"""

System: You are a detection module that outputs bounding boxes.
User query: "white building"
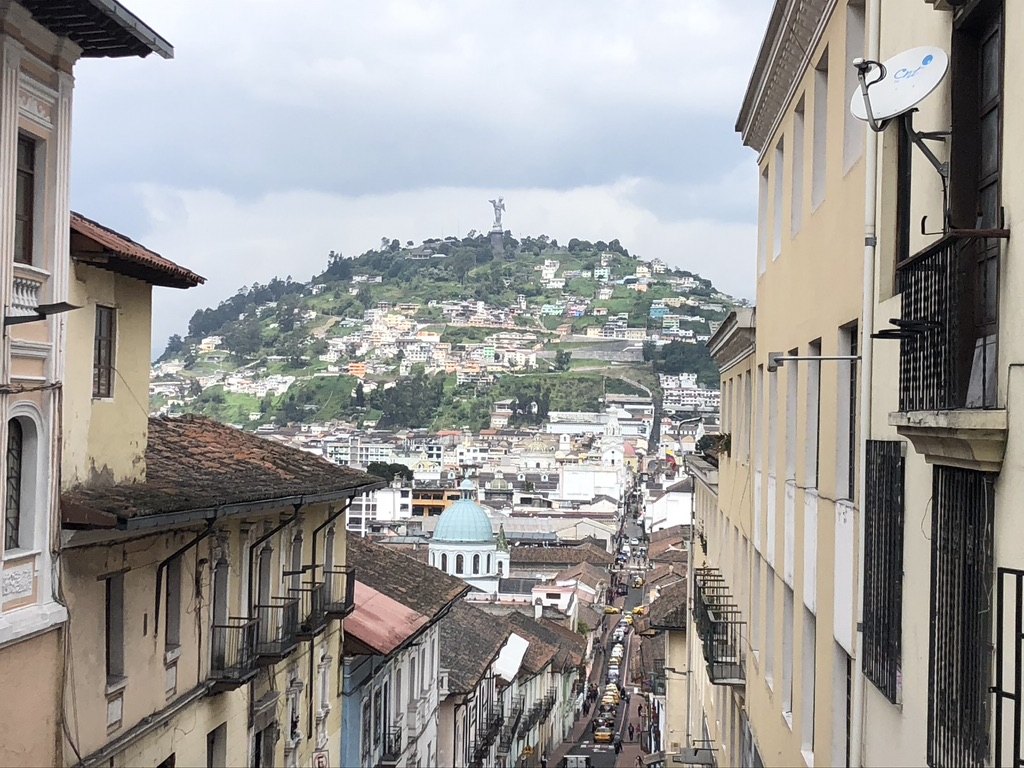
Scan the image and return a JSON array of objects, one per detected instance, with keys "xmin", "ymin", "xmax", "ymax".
[{"xmin": 428, "ymin": 481, "xmax": 510, "ymax": 594}]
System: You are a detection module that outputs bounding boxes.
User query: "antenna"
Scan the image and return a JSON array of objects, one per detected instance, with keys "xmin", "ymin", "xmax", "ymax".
[
  {"xmin": 850, "ymin": 46, "xmax": 948, "ymax": 127},
  {"xmin": 850, "ymin": 46, "xmax": 952, "ymax": 229}
]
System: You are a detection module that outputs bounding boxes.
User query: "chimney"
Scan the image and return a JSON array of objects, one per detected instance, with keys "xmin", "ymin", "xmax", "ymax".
[{"xmin": 534, "ymin": 601, "xmax": 543, "ymax": 620}]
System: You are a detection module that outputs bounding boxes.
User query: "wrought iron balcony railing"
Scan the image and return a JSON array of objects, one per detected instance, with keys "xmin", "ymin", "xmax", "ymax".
[
  {"xmin": 892, "ymin": 230, "xmax": 1008, "ymax": 412},
  {"xmin": 209, "ymin": 617, "xmax": 260, "ymax": 692},
  {"xmin": 693, "ymin": 567, "xmax": 745, "ymax": 686},
  {"xmin": 498, "ymin": 696, "xmax": 524, "ymax": 753},
  {"xmin": 291, "ymin": 580, "xmax": 328, "ymax": 639},
  {"xmin": 254, "ymin": 597, "xmax": 299, "ymax": 664},
  {"xmin": 323, "ymin": 566, "xmax": 356, "ymax": 618},
  {"xmin": 378, "ymin": 726, "xmax": 403, "ymax": 766}
]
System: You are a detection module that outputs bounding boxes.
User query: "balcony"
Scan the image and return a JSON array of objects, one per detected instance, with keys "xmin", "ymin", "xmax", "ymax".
[
  {"xmin": 209, "ymin": 617, "xmax": 259, "ymax": 693},
  {"xmin": 323, "ymin": 566, "xmax": 356, "ymax": 618},
  {"xmin": 254, "ymin": 597, "xmax": 299, "ymax": 664},
  {"xmin": 518, "ymin": 702, "xmax": 543, "ymax": 736},
  {"xmin": 292, "ymin": 581, "xmax": 328, "ymax": 639},
  {"xmin": 498, "ymin": 696, "xmax": 524, "ymax": 754},
  {"xmin": 887, "ymin": 230, "xmax": 1010, "ymax": 472},
  {"xmin": 693, "ymin": 568, "xmax": 745, "ymax": 686},
  {"xmin": 9, "ymin": 267, "xmax": 46, "ymax": 319},
  {"xmin": 540, "ymin": 686, "xmax": 557, "ymax": 723},
  {"xmin": 378, "ymin": 727, "xmax": 403, "ymax": 767}
]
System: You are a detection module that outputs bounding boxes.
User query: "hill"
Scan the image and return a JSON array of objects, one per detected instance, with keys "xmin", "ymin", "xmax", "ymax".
[{"xmin": 151, "ymin": 233, "xmax": 739, "ymax": 430}]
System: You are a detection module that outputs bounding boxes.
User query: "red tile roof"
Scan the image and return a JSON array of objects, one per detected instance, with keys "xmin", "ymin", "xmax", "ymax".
[
  {"xmin": 345, "ymin": 582, "xmax": 429, "ymax": 656},
  {"xmin": 61, "ymin": 416, "xmax": 380, "ymax": 529},
  {"xmin": 70, "ymin": 212, "xmax": 204, "ymax": 289}
]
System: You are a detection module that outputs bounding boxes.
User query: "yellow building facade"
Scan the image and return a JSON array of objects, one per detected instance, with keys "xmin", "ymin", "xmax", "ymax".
[
  {"xmin": 57, "ymin": 217, "xmax": 381, "ymax": 767},
  {"xmin": 0, "ymin": 3, "xmax": 171, "ymax": 764}
]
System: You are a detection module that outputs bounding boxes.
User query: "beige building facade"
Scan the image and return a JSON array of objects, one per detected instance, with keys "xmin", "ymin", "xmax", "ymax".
[
  {"xmin": 858, "ymin": 1, "xmax": 1021, "ymax": 766},
  {"xmin": 0, "ymin": 2, "xmax": 171, "ymax": 765},
  {"xmin": 687, "ymin": 0, "xmax": 874, "ymax": 765}
]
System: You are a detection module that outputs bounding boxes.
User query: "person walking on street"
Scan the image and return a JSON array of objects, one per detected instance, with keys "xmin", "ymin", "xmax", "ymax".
[
  {"xmin": 541, "ymin": 752, "xmax": 548, "ymax": 768},
  {"xmin": 629, "ymin": 723, "xmax": 635, "ymax": 741},
  {"xmin": 636, "ymin": 756, "xmax": 644, "ymax": 768},
  {"xmin": 613, "ymin": 734, "xmax": 623, "ymax": 755}
]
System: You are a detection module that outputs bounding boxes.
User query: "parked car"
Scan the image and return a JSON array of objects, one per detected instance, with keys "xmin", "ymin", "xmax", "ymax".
[
  {"xmin": 604, "ymin": 605, "xmax": 621, "ymax": 614},
  {"xmin": 630, "ymin": 537, "xmax": 640, "ymax": 546},
  {"xmin": 633, "ymin": 605, "xmax": 647, "ymax": 615}
]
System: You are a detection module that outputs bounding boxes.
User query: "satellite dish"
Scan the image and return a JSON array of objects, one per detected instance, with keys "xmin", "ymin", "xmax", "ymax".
[{"xmin": 850, "ymin": 46, "xmax": 949, "ymax": 122}]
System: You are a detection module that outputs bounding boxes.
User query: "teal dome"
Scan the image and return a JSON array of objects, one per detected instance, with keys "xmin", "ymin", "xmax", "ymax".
[{"xmin": 434, "ymin": 484, "xmax": 494, "ymax": 543}]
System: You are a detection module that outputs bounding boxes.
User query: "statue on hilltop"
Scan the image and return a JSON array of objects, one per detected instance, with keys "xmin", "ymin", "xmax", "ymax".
[{"xmin": 488, "ymin": 196, "xmax": 505, "ymax": 232}]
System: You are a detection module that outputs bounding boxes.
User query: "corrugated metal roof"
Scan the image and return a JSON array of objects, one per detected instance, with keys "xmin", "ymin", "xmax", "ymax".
[{"xmin": 346, "ymin": 582, "xmax": 429, "ymax": 656}]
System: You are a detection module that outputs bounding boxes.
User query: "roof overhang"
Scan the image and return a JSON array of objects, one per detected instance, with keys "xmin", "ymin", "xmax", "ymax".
[
  {"xmin": 62, "ymin": 481, "xmax": 386, "ymax": 533},
  {"xmin": 735, "ymin": 0, "xmax": 833, "ymax": 156},
  {"xmin": 19, "ymin": 0, "xmax": 173, "ymax": 59},
  {"xmin": 706, "ymin": 308, "xmax": 756, "ymax": 374}
]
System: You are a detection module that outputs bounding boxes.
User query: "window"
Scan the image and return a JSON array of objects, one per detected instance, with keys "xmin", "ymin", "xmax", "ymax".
[
  {"xmin": 165, "ymin": 556, "xmax": 182, "ymax": 649},
  {"xmin": 837, "ymin": 323, "xmax": 858, "ymax": 500},
  {"xmin": 755, "ymin": 365, "xmax": 764, "ymax": 471},
  {"xmin": 765, "ymin": 567, "xmax": 776, "ymax": 686},
  {"xmin": 545, "ymin": 592, "xmax": 560, "ymax": 601},
  {"xmin": 812, "ymin": 50, "xmax": 829, "ymax": 209},
  {"xmin": 783, "ymin": 585, "xmax": 795, "ymax": 721},
  {"xmin": 361, "ymin": 700, "xmax": 372, "ymax": 758},
  {"xmin": 440, "ymin": 553, "xmax": 448, "ymax": 572},
  {"xmin": 767, "ymin": 369, "xmax": 778, "ymax": 476},
  {"xmin": 106, "ymin": 573, "xmax": 125, "ymax": 683},
  {"xmin": 843, "ymin": 2, "xmax": 866, "ymax": 171},
  {"xmin": 486, "ymin": 554, "xmax": 491, "ymax": 573},
  {"xmin": 785, "ymin": 348, "xmax": 798, "ymax": 480},
  {"xmin": 206, "ymin": 723, "xmax": 227, "ymax": 768},
  {"xmin": 927, "ymin": 466, "xmax": 994, "ymax": 768},
  {"xmin": 455, "ymin": 554, "xmax": 464, "ymax": 574},
  {"xmin": 804, "ymin": 340, "xmax": 822, "ymax": 488},
  {"xmin": 93, "ymin": 306, "xmax": 116, "ymax": 398},
  {"xmin": 751, "ymin": 555, "xmax": 761, "ymax": 655},
  {"xmin": 772, "ymin": 139, "xmax": 785, "ymax": 258},
  {"xmin": 472, "ymin": 554, "xmax": 480, "ymax": 574},
  {"xmin": 831, "ymin": 643, "xmax": 852, "ymax": 768},
  {"xmin": 801, "ymin": 608, "xmax": 816, "ymax": 752},
  {"xmin": 497, "ymin": 560, "xmax": 503, "ymax": 577},
  {"xmin": 5, "ymin": 419, "xmax": 23, "ymax": 550},
  {"xmin": 373, "ymin": 687, "xmax": 383, "ymax": 748},
  {"xmin": 15, "ymin": 135, "xmax": 35, "ymax": 265},
  {"xmin": 862, "ymin": 440, "xmax": 905, "ymax": 704},
  {"xmin": 792, "ymin": 98, "xmax": 805, "ymax": 235},
  {"xmin": 758, "ymin": 166, "xmax": 770, "ymax": 275}
]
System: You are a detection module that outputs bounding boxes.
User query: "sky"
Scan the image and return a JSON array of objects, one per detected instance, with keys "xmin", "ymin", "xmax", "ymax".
[{"xmin": 68, "ymin": 0, "xmax": 775, "ymax": 356}]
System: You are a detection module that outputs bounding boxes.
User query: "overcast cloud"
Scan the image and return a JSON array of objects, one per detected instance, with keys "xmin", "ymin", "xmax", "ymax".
[{"xmin": 68, "ymin": 0, "xmax": 773, "ymax": 356}]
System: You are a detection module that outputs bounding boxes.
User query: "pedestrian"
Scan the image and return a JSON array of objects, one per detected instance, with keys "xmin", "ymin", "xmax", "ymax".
[
  {"xmin": 637, "ymin": 702, "xmax": 643, "ymax": 718},
  {"xmin": 629, "ymin": 723, "xmax": 635, "ymax": 741},
  {"xmin": 614, "ymin": 734, "xmax": 623, "ymax": 755},
  {"xmin": 592, "ymin": 719, "xmax": 597, "ymax": 733},
  {"xmin": 541, "ymin": 752, "xmax": 548, "ymax": 768},
  {"xmin": 625, "ymin": 691, "xmax": 632, "ymax": 707},
  {"xmin": 636, "ymin": 756, "xmax": 644, "ymax": 768}
]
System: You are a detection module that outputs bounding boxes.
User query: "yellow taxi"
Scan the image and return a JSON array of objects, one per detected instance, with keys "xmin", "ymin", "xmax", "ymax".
[
  {"xmin": 594, "ymin": 726, "xmax": 614, "ymax": 743},
  {"xmin": 622, "ymin": 614, "xmax": 634, "ymax": 625},
  {"xmin": 633, "ymin": 605, "xmax": 647, "ymax": 615},
  {"xmin": 603, "ymin": 687, "xmax": 621, "ymax": 704},
  {"xmin": 604, "ymin": 606, "xmax": 621, "ymax": 614}
]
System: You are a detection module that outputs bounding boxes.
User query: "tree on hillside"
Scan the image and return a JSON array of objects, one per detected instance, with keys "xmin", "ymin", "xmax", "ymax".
[
  {"xmin": 367, "ymin": 462, "xmax": 414, "ymax": 482},
  {"xmin": 554, "ymin": 350, "xmax": 572, "ymax": 372}
]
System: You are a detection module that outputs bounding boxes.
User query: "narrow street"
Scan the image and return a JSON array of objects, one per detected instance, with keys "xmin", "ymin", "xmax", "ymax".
[{"xmin": 557, "ymin": 510, "xmax": 648, "ymax": 767}]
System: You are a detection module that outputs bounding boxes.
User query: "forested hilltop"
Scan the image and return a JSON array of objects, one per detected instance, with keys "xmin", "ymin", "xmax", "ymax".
[{"xmin": 151, "ymin": 233, "xmax": 740, "ymax": 430}]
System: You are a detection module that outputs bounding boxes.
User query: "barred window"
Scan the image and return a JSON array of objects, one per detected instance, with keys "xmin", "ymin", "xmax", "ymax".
[
  {"xmin": 862, "ymin": 440, "xmax": 905, "ymax": 704},
  {"xmin": 927, "ymin": 466, "xmax": 994, "ymax": 768},
  {"xmin": 93, "ymin": 306, "xmax": 116, "ymax": 398},
  {"xmin": 4, "ymin": 420, "xmax": 22, "ymax": 550}
]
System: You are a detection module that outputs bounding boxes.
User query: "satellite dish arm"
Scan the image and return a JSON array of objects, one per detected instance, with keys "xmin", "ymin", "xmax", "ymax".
[{"xmin": 853, "ymin": 57, "xmax": 887, "ymax": 133}]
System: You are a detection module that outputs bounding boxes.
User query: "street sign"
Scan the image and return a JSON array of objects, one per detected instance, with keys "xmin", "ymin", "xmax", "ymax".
[{"xmin": 312, "ymin": 750, "xmax": 330, "ymax": 768}]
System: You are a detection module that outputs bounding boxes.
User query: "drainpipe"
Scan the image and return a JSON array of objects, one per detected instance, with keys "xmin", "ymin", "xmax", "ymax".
[
  {"xmin": 310, "ymin": 498, "xmax": 352, "ymax": 571},
  {"xmin": 850, "ymin": 0, "xmax": 881, "ymax": 763},
  {"xmin": 247, "ymin": 504, "xmax": 300, "ymax": 614},
  {"xmin": 153, "ymin": 522, "xmax": 215, "ymax": 636}
]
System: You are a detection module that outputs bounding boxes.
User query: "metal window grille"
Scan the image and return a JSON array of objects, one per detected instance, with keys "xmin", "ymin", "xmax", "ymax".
[
  {"xmin": 4, "ymin": 420, "xmax": 22, "ymax": 550},
  {"xmin": 927, "ymin": 466, "xmax": 994, "ymax": 768},
  {"xmin": 847, "ymin": 323, "xmax": 858, "ymax": 498},
  {"xmin": 992, "ymin": 567, "xmax": 1024, "ymax": 768},
  {"xmin": 862, "ymin": 440, "xmax": 905, "ymax": 704}
]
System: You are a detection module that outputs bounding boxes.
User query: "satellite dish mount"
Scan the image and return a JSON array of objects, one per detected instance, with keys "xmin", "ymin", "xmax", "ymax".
[{"xmin": 851, "ymin": 46, "xmax": 951, "ymax": 231}]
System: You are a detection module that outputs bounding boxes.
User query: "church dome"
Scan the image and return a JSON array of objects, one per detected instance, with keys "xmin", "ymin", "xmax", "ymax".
[{"xmin": 433, "ymin": 483, "xmax": 494, "ymax": 543}]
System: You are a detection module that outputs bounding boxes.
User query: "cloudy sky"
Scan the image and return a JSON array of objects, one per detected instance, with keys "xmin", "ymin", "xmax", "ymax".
[{"xmin": 69, "ymin": 0, "xmax": 774, "ymax": 356}]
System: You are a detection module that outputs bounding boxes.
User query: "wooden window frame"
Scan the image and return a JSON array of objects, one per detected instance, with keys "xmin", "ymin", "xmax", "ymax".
[
  {"xmin": 93, "ymin": 306, "xmax": 117, "ymax": 399},
  {"xmin": 15, "ymin": 135, "xmax": 35, "ymax": 266}
]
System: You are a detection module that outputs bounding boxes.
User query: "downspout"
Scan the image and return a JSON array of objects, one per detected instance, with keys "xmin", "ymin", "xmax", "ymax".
[
  {"xmin": 153, "ymin": 522, "xmax": 215, "ymax": 636},
  {"xmin": 311, "ymin": 499, "xmax": 352, "ymax": 571},
  {"xmin": 246, "ymin": 503, "xmax": 300, "ymax": 615},
  {"xmin": 850, "ymin": 0, "xmax": 881, "ymax": 763}
]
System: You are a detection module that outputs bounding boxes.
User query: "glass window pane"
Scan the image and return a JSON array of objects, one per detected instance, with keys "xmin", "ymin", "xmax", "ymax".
[
  {"xmin": 13, "ymin": 221, "xmax": 26, "ymax": 263},
  {"xmin": 980, "ymin": 110, "xmax": 1000, "ymax": 178},
  {"xmin": 5, "ymin": 420, "xmax": 22, "ymax": 550},
  {"xmin": 981, "ymin": 32, "xmax": 1001, "ymax": 106},
  {"xmin": 979, "ymin": 184, "xmax": 999, "ymax": 229}
]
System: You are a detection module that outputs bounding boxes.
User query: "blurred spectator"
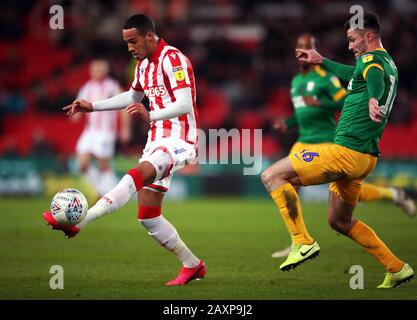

"""

#### Problem details
Each line of the material with the word "street" in it should be listed.

#### Task output
User query: "person walking on street"
User query: "narrow street"
User query: "street sign"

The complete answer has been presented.